Quote the lines below exactly, from the one that holds "Note for the class: annotate every instance of the mountain" through the final line of the records, and only those.
──────── Data provided
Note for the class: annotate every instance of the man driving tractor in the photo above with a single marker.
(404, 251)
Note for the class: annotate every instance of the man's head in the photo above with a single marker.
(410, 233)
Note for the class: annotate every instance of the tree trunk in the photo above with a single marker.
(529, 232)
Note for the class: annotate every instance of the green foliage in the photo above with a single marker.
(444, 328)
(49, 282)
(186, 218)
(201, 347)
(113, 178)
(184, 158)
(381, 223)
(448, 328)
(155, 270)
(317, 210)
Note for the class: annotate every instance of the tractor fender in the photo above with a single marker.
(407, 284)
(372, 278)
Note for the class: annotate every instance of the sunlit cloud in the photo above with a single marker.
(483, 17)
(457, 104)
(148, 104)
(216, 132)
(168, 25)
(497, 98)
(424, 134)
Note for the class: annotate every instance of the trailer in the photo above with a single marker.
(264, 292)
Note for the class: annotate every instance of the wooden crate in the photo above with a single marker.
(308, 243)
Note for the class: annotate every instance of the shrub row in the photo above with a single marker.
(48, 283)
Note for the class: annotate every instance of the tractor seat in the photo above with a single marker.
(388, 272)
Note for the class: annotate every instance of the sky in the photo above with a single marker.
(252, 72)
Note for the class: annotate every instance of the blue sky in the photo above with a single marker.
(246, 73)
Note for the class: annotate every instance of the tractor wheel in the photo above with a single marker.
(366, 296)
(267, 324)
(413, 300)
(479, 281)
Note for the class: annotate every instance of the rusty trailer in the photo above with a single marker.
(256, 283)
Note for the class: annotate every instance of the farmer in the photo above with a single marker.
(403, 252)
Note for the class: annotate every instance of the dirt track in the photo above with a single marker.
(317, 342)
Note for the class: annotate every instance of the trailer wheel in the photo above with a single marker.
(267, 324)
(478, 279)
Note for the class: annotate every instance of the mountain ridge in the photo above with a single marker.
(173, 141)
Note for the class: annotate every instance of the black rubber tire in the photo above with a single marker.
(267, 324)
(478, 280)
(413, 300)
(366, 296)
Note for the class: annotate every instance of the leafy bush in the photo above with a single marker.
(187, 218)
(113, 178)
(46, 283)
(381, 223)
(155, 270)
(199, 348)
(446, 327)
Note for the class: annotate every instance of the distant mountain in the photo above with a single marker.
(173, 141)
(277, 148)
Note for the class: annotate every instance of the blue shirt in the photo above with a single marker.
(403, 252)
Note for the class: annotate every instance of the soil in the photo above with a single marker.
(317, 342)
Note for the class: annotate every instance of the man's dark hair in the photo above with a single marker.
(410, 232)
────────────────
__Task output__:
Note for the class: annotate every instance of the mountain ridge in the photo above with a single marker.
(173, 141)
Note for the class: annotate every instance of the black rubber tire in the photo above with a single marker.
(267, 324)
(478, 280)
(413, 300)
(366, 296)
Note for the class: annotate every instance of the leafy bush in the photo above with a single marker.
(187, 218)
(113, 178)
(46, 283)
(381, 223)
(155, 270)
(199, 348)
(446, 327)
Note for the class: annotate every instance of the distant mountain in the photo above with a single marker.
(173, 141)
(277, 148)
Note for the class: annotate every instance of the blue shirt in the photo above with a single marker.
(403, 252)
Note for the class: annotate every instance of the soil in the photo above with a single marker.
(317, 342)
Note for the class: annotate every instance of the man's dark hair in the photo above with a single marker.
(410, 232)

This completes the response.